> [Dataset rows]
━━━━━━━━━━━━━━━━

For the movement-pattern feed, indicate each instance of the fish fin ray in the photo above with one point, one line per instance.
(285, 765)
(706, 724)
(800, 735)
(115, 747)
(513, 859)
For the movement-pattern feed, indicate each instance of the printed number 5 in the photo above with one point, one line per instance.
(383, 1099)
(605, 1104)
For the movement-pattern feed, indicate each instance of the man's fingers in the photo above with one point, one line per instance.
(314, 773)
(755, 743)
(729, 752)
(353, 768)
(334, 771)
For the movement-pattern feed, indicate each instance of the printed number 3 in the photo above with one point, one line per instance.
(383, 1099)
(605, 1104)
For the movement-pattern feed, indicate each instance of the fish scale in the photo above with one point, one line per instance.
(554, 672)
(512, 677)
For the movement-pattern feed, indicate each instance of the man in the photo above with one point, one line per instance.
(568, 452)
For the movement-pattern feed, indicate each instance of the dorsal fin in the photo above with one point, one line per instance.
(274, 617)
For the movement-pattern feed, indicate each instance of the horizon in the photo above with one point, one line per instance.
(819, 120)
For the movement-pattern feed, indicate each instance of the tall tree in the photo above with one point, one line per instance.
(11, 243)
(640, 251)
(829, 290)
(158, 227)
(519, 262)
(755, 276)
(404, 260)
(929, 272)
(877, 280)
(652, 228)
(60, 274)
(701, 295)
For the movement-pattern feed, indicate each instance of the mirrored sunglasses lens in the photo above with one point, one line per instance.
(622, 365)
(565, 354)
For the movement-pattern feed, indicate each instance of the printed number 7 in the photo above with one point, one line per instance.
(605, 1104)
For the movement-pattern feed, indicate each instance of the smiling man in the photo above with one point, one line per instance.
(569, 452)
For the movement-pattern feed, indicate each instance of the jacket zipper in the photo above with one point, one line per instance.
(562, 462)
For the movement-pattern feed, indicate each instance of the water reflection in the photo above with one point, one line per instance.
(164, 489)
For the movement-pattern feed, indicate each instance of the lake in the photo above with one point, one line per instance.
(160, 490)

━━━━━━━━━━━━━━━━

Please extract exactly, and only, the lines from the line containing "of the smiling" through the last line of the records.

For the movement-pattern feed, indicate each instance of the smiling man in the photo above with one point, one line per instance.
(569, 452)
For the movement-pattern feed, indicate each instance of the jacket zipper in the photo above with one point, one line per instance.
(562, 462)
For the movement-pattern feed, indicate each instance of the water reflection in the photo above with one point, one line per instance.
(164, 489)
For the movement-pattern feed, indicate each instance of the lake in the photo above with one point, one line per instance.
(160, 490)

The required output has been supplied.